Exercise directions
Extract the line that contains "Practice step: locate the wooden dining" and every line after it to the end of the records below, exactly as written and nothing else.

Location identification items
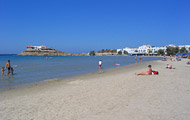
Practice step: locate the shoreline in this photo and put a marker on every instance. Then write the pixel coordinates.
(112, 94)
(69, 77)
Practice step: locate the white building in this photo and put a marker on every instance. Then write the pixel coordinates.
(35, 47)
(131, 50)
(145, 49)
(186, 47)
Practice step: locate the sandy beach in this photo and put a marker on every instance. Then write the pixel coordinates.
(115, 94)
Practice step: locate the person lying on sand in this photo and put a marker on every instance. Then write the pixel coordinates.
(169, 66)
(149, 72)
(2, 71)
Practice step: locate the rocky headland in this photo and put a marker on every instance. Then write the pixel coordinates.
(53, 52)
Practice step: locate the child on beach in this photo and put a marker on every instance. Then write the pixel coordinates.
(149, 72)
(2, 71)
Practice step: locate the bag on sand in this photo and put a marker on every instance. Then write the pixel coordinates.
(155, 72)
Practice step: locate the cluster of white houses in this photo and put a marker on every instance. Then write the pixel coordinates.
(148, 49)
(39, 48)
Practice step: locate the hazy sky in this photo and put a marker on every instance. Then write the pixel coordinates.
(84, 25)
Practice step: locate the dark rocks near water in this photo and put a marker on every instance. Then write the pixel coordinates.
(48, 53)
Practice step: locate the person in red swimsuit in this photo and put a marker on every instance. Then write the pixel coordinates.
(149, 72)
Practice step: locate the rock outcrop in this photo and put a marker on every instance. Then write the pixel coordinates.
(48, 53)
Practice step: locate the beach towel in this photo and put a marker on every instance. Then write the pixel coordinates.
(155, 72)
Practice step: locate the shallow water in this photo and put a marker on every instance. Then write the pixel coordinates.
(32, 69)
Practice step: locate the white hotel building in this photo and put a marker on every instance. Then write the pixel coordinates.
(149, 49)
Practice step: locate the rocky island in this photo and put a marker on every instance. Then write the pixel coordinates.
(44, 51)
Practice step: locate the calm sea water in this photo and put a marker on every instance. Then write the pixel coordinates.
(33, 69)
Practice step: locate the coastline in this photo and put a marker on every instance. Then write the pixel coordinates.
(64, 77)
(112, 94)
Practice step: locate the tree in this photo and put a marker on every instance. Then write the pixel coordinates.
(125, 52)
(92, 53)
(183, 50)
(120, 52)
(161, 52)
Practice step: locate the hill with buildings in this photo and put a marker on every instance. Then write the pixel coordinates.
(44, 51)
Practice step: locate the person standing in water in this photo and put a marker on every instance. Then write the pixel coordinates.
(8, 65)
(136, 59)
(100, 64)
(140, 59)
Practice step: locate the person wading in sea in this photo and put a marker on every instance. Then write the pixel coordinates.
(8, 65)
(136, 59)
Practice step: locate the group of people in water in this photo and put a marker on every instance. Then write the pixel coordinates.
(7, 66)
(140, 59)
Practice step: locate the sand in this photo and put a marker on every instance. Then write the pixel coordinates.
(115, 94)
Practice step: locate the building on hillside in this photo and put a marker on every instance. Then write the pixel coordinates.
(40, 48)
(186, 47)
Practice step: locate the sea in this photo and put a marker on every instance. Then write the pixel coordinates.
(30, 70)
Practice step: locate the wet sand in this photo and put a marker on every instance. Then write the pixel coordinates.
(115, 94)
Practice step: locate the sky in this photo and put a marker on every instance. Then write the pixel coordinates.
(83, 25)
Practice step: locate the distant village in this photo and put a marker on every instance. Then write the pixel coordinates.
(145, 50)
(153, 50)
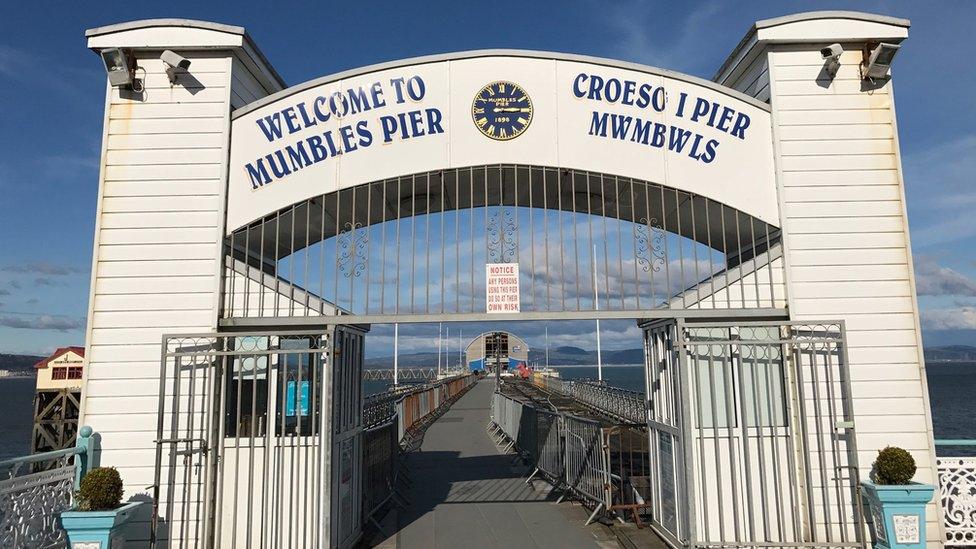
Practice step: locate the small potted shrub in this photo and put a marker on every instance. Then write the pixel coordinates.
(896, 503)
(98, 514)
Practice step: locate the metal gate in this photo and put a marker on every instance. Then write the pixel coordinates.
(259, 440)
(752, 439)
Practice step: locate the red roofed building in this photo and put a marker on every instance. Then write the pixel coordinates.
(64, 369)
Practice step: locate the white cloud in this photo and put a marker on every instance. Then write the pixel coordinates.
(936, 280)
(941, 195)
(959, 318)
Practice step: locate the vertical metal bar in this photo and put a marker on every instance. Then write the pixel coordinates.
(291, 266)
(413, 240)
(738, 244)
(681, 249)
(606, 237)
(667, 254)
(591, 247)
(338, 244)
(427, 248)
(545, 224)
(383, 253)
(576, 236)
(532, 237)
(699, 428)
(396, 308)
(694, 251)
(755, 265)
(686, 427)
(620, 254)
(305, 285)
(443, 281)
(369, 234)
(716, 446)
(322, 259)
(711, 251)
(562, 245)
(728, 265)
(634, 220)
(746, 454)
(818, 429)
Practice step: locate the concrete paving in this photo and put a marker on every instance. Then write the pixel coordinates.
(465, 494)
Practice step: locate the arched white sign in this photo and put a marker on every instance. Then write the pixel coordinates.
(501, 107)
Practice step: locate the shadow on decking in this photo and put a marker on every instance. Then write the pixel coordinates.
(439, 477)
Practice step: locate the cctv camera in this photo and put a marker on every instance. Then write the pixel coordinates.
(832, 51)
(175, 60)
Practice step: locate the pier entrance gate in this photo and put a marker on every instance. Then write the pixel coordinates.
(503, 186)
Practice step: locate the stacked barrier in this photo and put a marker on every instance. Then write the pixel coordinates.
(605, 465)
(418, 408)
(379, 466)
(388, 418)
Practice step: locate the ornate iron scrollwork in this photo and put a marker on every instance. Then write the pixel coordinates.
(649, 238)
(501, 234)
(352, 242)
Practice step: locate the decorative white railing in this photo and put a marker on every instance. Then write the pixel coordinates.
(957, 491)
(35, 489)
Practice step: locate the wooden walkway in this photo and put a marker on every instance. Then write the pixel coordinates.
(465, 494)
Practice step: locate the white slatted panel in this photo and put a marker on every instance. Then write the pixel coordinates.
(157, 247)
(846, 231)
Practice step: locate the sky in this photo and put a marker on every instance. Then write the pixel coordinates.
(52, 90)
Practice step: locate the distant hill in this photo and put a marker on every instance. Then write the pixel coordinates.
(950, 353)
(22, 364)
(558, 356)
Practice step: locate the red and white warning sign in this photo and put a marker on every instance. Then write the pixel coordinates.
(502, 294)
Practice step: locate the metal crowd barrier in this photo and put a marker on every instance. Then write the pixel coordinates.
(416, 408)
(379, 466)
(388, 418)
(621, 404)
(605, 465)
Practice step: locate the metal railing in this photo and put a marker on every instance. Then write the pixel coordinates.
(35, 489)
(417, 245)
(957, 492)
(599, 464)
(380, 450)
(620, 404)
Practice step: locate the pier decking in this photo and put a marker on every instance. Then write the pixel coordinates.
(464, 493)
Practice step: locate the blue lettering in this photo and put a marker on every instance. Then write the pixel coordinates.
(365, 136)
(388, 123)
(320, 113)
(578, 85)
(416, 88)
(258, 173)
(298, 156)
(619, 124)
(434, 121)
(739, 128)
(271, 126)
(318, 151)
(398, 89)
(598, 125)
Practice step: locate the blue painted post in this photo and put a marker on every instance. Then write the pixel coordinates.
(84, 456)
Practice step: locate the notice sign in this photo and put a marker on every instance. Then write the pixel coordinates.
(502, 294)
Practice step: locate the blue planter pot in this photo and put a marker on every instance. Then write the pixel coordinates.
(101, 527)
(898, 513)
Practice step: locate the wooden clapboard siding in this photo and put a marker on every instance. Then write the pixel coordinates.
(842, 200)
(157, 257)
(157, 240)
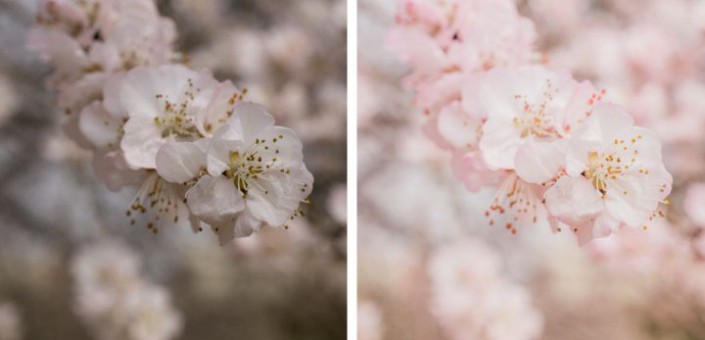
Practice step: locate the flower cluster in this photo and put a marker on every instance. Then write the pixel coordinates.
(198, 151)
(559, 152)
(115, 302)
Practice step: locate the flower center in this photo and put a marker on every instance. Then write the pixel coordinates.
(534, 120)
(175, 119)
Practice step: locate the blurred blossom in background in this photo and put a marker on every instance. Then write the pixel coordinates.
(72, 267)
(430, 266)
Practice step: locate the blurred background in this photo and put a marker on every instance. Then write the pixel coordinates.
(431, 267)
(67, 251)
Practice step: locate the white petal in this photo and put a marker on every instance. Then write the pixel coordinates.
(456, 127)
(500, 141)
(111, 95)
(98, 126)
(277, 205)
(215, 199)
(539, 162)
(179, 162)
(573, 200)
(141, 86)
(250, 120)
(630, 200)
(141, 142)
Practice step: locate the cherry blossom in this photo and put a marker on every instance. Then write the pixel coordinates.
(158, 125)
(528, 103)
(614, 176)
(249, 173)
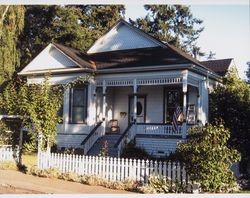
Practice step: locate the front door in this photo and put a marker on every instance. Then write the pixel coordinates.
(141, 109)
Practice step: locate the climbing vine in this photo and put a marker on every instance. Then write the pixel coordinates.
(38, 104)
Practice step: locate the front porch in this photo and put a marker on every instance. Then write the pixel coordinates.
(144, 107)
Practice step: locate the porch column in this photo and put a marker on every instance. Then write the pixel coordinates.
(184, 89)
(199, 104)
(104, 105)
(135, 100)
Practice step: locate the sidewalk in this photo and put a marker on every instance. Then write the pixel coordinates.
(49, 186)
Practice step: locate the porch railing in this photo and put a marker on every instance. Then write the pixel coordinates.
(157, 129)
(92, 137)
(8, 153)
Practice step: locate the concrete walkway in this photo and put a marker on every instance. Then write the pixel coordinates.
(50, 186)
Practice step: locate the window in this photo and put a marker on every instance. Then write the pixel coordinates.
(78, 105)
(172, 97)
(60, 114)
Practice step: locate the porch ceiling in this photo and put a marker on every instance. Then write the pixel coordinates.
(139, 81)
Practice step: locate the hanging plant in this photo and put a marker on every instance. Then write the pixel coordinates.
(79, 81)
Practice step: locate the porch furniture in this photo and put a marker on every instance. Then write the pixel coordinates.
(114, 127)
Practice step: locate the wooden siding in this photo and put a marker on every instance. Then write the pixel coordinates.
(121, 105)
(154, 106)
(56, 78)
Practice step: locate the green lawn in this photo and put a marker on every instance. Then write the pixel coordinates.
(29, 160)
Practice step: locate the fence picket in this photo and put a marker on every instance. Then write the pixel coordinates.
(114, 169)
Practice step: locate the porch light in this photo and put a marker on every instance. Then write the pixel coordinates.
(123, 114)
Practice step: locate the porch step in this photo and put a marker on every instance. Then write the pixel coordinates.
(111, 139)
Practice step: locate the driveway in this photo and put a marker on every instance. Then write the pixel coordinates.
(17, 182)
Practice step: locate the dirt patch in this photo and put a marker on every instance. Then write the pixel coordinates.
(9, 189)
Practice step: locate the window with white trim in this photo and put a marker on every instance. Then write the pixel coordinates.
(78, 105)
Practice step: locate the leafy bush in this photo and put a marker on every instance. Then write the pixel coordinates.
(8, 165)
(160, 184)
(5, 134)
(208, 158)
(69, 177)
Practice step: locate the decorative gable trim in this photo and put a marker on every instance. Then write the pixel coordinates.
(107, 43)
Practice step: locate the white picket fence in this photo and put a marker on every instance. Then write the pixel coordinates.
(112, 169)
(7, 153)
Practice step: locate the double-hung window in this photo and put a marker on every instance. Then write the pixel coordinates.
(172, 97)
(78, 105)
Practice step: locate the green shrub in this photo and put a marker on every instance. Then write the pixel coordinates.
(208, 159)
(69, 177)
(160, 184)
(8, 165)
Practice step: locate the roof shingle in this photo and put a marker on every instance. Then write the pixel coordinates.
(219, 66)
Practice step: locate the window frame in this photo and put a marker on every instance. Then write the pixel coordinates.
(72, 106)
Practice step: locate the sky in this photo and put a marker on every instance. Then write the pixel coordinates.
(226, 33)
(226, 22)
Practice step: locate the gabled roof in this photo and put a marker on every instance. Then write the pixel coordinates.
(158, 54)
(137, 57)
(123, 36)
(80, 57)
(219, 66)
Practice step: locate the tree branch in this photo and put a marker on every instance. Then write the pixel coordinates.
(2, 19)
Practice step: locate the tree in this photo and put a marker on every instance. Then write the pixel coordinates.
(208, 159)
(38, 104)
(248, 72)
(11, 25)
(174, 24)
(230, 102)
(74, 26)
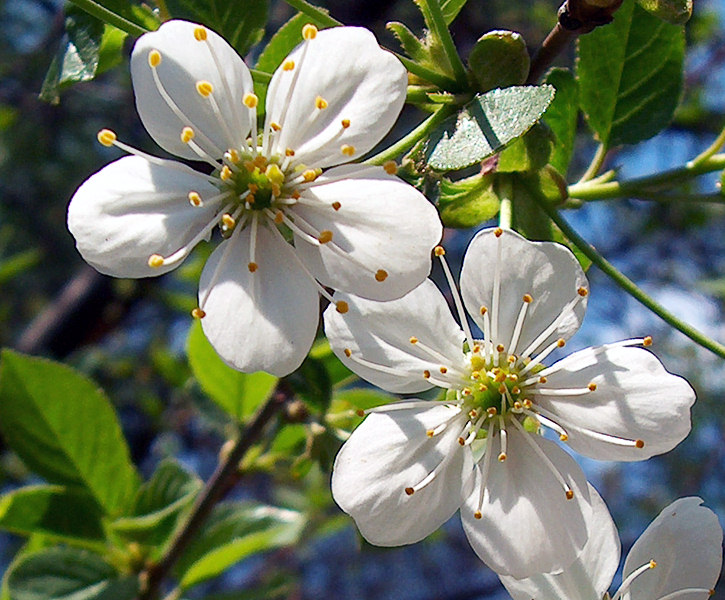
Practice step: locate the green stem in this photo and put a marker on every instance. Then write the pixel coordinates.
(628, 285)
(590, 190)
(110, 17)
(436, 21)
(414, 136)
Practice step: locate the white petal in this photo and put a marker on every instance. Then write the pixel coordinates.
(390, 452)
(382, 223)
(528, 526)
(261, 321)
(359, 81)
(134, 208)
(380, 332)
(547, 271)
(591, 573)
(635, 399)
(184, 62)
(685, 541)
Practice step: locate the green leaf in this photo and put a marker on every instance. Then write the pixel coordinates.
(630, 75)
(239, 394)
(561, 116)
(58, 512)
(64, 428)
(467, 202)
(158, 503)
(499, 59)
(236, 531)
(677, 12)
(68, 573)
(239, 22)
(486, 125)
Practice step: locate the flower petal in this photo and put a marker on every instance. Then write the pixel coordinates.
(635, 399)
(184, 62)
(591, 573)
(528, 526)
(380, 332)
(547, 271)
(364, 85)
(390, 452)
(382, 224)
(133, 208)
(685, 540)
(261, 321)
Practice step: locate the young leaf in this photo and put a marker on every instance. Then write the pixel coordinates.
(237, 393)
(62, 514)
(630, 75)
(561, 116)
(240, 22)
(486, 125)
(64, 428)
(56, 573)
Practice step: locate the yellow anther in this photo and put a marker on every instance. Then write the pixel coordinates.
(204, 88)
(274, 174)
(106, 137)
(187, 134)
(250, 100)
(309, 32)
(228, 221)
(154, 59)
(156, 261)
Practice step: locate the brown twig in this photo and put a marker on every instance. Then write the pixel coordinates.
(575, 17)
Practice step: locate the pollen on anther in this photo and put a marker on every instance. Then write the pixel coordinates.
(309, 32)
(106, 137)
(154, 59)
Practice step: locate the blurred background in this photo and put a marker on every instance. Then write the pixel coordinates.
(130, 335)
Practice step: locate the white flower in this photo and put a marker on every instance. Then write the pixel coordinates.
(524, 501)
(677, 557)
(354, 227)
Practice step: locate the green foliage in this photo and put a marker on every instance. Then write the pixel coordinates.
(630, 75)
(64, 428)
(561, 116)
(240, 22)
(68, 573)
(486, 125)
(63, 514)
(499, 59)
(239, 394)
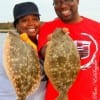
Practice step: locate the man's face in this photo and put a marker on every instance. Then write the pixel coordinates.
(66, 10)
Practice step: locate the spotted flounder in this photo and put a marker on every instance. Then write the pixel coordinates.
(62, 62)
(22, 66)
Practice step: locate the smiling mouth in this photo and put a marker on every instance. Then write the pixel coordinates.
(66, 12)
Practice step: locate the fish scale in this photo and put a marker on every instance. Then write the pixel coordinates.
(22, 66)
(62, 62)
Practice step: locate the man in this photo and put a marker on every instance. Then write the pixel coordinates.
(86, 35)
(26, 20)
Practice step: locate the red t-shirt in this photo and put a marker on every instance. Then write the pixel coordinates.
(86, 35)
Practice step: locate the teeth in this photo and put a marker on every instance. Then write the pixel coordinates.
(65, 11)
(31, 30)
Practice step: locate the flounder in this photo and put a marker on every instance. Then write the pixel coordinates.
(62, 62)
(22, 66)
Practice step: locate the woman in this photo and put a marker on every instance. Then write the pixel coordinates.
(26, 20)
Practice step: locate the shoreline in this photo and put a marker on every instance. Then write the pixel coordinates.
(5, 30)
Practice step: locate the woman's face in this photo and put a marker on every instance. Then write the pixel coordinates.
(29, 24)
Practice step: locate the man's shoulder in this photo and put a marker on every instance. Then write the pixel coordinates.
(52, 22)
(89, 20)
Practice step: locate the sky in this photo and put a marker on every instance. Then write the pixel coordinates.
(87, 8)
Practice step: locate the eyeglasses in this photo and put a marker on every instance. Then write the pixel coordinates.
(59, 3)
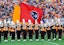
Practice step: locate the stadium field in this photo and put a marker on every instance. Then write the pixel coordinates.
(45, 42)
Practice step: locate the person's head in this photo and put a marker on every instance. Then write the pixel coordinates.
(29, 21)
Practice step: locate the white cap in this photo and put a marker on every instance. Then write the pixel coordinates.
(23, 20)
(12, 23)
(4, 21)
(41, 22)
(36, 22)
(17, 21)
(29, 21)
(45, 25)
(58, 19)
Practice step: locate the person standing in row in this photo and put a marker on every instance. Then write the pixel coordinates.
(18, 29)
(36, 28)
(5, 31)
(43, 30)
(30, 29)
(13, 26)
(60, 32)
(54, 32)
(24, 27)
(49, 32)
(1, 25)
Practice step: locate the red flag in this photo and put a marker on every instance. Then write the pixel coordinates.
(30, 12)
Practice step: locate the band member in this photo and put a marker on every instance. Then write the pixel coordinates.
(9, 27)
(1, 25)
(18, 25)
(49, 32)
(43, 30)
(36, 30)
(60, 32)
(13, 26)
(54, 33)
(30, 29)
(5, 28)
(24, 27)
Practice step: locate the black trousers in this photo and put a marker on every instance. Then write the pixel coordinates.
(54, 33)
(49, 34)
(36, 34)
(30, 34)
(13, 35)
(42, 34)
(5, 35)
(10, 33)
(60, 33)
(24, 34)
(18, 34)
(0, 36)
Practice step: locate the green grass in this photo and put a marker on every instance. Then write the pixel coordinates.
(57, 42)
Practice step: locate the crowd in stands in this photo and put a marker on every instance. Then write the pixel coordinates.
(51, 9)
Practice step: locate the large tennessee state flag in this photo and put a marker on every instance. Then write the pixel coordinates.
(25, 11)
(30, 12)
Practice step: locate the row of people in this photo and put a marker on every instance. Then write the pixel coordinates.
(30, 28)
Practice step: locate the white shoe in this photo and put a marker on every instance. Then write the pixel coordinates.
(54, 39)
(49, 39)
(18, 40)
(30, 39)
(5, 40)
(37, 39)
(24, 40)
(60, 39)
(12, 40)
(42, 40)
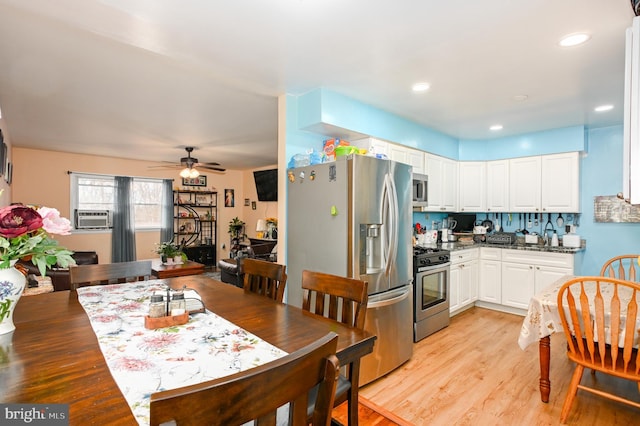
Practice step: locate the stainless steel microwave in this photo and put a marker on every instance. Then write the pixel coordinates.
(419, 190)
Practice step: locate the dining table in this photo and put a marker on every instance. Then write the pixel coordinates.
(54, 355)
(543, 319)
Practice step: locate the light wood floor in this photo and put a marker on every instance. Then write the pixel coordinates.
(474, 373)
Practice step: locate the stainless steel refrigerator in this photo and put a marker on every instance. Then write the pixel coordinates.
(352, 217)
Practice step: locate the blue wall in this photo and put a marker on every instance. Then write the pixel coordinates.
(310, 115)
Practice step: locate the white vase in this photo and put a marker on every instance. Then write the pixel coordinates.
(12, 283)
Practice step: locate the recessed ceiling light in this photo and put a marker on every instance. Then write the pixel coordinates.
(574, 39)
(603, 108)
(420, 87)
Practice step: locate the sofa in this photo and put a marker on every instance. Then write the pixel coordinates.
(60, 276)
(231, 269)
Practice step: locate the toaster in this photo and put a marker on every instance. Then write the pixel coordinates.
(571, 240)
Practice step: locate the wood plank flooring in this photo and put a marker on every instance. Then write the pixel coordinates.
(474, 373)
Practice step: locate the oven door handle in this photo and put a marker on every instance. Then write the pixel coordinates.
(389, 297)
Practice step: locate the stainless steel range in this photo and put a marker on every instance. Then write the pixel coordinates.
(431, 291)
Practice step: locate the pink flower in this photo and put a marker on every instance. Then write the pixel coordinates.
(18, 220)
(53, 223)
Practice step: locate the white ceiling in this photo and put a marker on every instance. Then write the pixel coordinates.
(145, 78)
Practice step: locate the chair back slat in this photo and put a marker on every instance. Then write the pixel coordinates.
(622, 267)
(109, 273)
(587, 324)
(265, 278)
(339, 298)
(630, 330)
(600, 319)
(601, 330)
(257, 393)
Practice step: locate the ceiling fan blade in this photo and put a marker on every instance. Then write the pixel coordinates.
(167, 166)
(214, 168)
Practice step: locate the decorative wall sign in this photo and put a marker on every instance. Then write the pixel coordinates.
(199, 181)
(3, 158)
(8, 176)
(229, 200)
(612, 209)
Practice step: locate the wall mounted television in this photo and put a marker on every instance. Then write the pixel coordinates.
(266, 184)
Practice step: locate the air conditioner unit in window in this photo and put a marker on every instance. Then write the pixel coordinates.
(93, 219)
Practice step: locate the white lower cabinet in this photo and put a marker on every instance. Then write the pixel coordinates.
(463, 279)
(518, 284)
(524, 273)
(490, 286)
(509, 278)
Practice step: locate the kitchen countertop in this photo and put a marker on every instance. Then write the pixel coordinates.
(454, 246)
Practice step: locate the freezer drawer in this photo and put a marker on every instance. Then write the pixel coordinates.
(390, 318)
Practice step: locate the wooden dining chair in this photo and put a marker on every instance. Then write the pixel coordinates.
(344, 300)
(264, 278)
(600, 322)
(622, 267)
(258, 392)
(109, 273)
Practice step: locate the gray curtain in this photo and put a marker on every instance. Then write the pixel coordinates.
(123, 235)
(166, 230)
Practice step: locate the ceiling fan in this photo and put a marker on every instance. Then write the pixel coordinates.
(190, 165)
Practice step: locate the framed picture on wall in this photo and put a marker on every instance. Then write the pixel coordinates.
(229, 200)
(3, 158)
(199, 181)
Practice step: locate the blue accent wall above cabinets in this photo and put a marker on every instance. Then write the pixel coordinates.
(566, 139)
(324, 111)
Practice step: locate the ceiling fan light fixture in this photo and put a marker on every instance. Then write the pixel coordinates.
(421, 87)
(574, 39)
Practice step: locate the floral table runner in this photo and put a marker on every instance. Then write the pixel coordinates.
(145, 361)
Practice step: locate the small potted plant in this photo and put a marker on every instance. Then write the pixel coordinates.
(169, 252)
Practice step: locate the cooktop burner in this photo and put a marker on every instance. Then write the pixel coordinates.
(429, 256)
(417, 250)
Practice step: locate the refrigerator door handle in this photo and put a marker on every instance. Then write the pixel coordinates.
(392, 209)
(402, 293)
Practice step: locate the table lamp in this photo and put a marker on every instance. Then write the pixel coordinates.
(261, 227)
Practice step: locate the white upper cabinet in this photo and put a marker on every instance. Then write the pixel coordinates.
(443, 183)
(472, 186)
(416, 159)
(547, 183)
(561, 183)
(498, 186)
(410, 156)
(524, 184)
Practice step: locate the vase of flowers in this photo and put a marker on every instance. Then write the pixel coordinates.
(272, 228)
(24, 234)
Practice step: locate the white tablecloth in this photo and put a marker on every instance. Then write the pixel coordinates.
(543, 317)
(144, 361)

Result below
Practice step: locate the wooden dining chair in this photo and put a marker on every instance. Then write the pixel coordinates.
(344, 300)
(264, 278)
(600, 322)
(622, 267)
(258, 392)
(109, 273)
Practice step: locate the gray curtain in this photo and put a marker on every instance. Then write the pixel coordinates.
(123, 235)
(166, 230)
Practice step: locate the ceiling fan in this photo and put a marker on every instance. Then write the pixel coordinates.
(190, 165)
Practice step: locate the framed picture on wall in this photo and put a marker on every instance. Then write the pixel coordinates.
(229, 200)
(3, 158)
(199, 181)
Practice step: locate the blue accent wall above cabinets in this photo and put a marker on every instance. Then write the pixel coordinates.
(566, 139)
(324, 111)
Practice step: locate the ceiling fan light fixture in this photo and put a marker on every instance. Then write the pixel coordinates.
(421, 87)
(574, 39)
Practice step: locate the floral table runner in this photo and put a marker on every instance. Then write the pixel coordinates.
(145, 361)
Practice step: locate the small potted plant in this photo and put a marker on every instance. Then write the pixel coordinates.
(169, 252)
Practice step: locate the cooktop burner in this photo and put a marker on every instance. Then write the pixel coordinates.
(429, 256)
(417, 250)
Practice step: locate the refrigerator door handle in this photo and put a marker on every instance. Then write the pixel coordinates.
(392, 209)
(402, 293)
Practice step: locate the table lamp in this photo and put a marker on every instance. Then write the pixel coordinates.
(261, 227)
Practice step: locate the white upper cabinet in this photo and put a marker on every instance. Then write the pixel coordinates.
(443, 183)
(472, 186)
(416, 159)
(547, 183)
(561, 183)
(498, 186)
(410, 156)
(524, 184)
Practice step: locate the vase of flowers in this photo and put a marker on every instance. Then write the pixel coordinates.
(272, 228)
(24, 234)
Practice step: locate the white tablecloth in this photo and put a marker on every instance. Then write the pixel coordinates.
(543, 317)
(144, 361)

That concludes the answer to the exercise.